#### Directions:
A set of records appears below. Print them all, word for word.

*** Records supplied Section Begins ***

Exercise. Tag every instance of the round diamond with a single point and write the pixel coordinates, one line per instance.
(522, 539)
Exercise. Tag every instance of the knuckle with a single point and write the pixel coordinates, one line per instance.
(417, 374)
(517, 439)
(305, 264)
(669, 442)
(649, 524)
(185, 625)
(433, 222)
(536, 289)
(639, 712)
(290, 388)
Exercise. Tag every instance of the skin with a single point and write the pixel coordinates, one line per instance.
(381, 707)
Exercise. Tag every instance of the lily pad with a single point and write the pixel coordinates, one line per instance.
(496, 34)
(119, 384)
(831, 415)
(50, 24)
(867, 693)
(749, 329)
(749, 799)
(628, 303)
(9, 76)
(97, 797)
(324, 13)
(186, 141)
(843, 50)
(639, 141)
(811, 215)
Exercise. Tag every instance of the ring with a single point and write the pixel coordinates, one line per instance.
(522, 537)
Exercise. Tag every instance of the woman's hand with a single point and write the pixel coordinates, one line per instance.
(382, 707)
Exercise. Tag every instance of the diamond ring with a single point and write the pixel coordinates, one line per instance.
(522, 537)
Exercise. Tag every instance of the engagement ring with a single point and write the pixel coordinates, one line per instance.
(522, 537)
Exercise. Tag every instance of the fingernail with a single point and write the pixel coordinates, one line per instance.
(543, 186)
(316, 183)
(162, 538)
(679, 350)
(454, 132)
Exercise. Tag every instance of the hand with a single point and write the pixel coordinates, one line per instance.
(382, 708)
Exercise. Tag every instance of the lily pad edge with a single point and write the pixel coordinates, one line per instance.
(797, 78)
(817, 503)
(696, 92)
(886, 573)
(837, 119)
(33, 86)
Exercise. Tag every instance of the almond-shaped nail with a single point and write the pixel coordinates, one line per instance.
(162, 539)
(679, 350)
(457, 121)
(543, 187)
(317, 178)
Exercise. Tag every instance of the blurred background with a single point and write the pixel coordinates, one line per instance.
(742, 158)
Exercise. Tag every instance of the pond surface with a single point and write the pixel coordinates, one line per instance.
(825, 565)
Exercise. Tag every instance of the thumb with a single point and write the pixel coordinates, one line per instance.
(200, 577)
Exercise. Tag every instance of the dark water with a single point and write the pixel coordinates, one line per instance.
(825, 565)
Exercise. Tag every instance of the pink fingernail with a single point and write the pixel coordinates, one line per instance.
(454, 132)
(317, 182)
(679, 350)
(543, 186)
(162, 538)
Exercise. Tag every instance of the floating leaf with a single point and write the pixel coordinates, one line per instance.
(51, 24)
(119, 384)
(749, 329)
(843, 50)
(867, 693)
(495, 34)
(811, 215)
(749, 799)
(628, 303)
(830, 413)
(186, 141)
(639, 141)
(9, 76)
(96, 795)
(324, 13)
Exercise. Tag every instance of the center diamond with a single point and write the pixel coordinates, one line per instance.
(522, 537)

*** Records supplied Section Ends ***

#### Written reply:
Exercise. Tag every instance of the round diamond with a single point and write the pixel coordinates, one line per instance.
(522, 539)
Exercise. Tag every instance of the knuckle with a single point and write the pixel coordinates, one line per instance.
(417, 374)
(517, 439)
(305, 264)
(669, 442)
(649, 524)
(185, 625)
(433, 222)
(536, 289)
(639, 712)
(290, 388)
Exercise. Tag every instance of the skin with a single point and write the pixel coordinates, one line per instance.
(381, 707)
Exercise. Tag every instance of the lily pad with a single point and write the pixel coordinates, one line per instance.
(496, 34)
(119, 384)
(831, 415)
(50, 24)
(867, 693)
(749, 329)
(749, 799)
(628, 303)
(9, 76)
(97, 797)
(324, 13)
(186, 141)
(843, 50)
(639, 141)
(811, 215)
Exercise. Tag every instance of the ring with a single point and write the pixel coordinates, one line per instance.
(522, 537)
Exercise. Tag every instance of the woman's hand with a single point and write the pixel coordinates, one line per instance.
(382, 707)
Exercise. Tag every instance of the diamond ring with a single point and write the pixel coordinates, one line per instance.
(522, 537)
Exercise. Tag every instance of the engagement ring with a single point and write the pixel coordinates, one line per instance.
(522, 537)
Exercise. Tag every instance of the fingernail with a single point and write the pixel coordinates, one line per instance.
(543, 186)
(316, 183)
(162, 538)
(679, 350)
(454, 132)
Exercise. Tag every instance of the hand with a single point and write the pixel coordinates, one line per instance.
(382, 708)
Exercise. Tag every instance of the lily pad edge with a single point and write the pixel coordinates, one line per instance.
(797, 78)
(817, 503)
(696, 92)
(886, 573)
(837, 119)
(33, 86)
Exercise. Tag every instance of the almond-shaped nail with a single point and write the pixel coordinates, one line per instance.
(162, 539)
(679, 350)
(457, 121)
(543, 187)
(317, 178)
Exercise. Tag every instance of the blurred background with a single point and write the pixel coordinates, one line per instance.
(742, 158)
Exercise. Tag every instance of the pond surface with a single point and write the pixel coordinates, one line per instance.
(825, 565)
Exercise. Tag every instance of the thumb with a single point and write the pixel coordinates, one line per instance.
(200, 577)
Exercise. Tag every instance of the dark water with a single point and write the pixel coordinates, one line per instance.
(825, 565)
Exercise. Tag every instance of the pink fingernail with a single point and write the pixel coordinates, one line per instance.
(454, 132)
(317, 182)
(679, 350)
(543, 186)
(162, 538)
Exercise. Tag every instance of the floating leaf with a single point and write the pixel coordinates, one line per instance.
(51, 24)
(119, 384)
(749, 329)
(843, 50)
(867, 693)
(495, 34)
(811, 215)
(749, 799)
(628, 303)
(830, 413)
(186, 141)
(639, 141)
(9, 76)
(96, 795)
(324, 13)
Exercise. Tag every instance of the center diamond with a single point and write the pixel coordinates, one line per instance.
(522, 537)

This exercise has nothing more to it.